# O que fazer:
Continue o texto sobre Janine e a pena de morte, começando logo depois da última frase.

Janine é diretor de avaliação da Capes, entidade encarregada de julgar a qualidade acadêmica das universidades brasileiras.

O professor não defende a pena de morte, mas entende sua lógica. No ano passado, uma pesquisa do Datafolha mostrou que 51% dos brasileiros desejam uma lei que permita a execução de bandidos. A Corte Suprema dos Estados Unidos restabeleceu-a em 1976. Admitindo-se que essa penalidade existisse no Brasil e fosse administrada de acordo com os critérios da Justiça americana, é possível que só o motorista do carro que arrastou João Hélio arriscaria perder a vida. O bandido de 16 anos, por menor, estaria expressamente a salvo da pena capital. Toda vez que se organiza uma mesa-redonda para discutir o sistema penal brasileiro sem a presença de um defensor da pena de morte exerce-se um piedoso patrulhamento que mutila o debate e mascara as execuções feitas por policiais e milicianos.

A ética de Janine é assustadora quando ele diz que no caso dos quatro bandidos a pena de morte "é pouco", pois torce para que os bandidos paguem, na cadeia, "de modo demorado e sofrido".

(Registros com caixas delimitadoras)

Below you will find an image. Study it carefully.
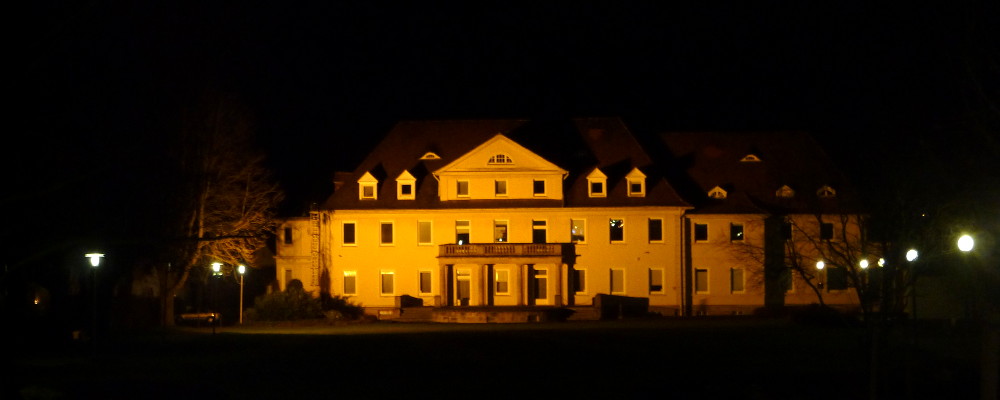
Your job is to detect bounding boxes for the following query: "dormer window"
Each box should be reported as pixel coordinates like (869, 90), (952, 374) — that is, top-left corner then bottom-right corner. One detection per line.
(708, 186), (729, 200)
(625, 168), (646, 197)
(487, 154), (514, 165)
(816, 185), (837, 199)
(358, 172), (378, 200)
(396, 171), (417, 200)
(774, 185), (795, 199)
(587, 168), (608, 197)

# Resposta:
Falta definir "sofrido", mas não falta conhecer como se sofre nas cadeias brasileiras, comandadas por quadrilhas de bandidos. Cada pessoa disposta a desejar que um delinqüente seja submetido aos sofrimentos estipulados pela "Lei da Massa", ou "do Cão" pode escolher uma pena cumulativa, com base na vida real. A escolha é livre.

"E eles batiam no senhor? (...) E esculacharam? Estupraram o senhor?" "Fizeram tudo. Me esculacharam, tiraram minha roupa todinha. Fizeram besteira comigo. (...) Tem um mês que estão me esculachando, e tudo." (Diálogo extraído do trabalho "Oficina do Diabo", do sociólogo Edmundo Campos Coelho.)

Admita-se que o estupro sistemático de presos faça parte do mundo das penitenciárias. Há também a chantagem contra irmãs, mulheres e mães que vão visitar os cárceres. Em alguns casos, cobra-se dinheiro ou serviços para a quadrilha. Em outros, sexo.

Preso sem dinheiro é obrigado a trabalhar para os outros e a assumir a responsabilidade por crimes alheios. Vira "robô". Em alguns casos, mata por encomenda. Há casos de "robôs" com mais de dez homicídios dentro da prisão.

Nas penitenciárias controladas pelos comandos, vigoram os códigos das quadrilhas, movidos a dinheiro. Mesmo que os assassinos de João Hélio fossem retalhados vivos, a torcida haveria de se decepcionar. Qualquer que fosse a paga demorada e sofrida, ela nada teria a ver com a indignação dos homens de bem. Seria apenas um gesto destinado a intimidar bandidos que tumultuam os negócios das quadrilhas e do tráfico. Seria uma iniciativa destinada a fortalecer a bandidagem, enfraquecendo a lei.

Janine colocou "em xeque" a idéia de que o Estado não deve torturar o criminoso, mas não propôs a entrega de bandidos à Lei do Cão. Fica uma dificuldade: só ela inclui a tortura na sua lista de penas. Pelo Código Penal, tortura é crime inafiançável.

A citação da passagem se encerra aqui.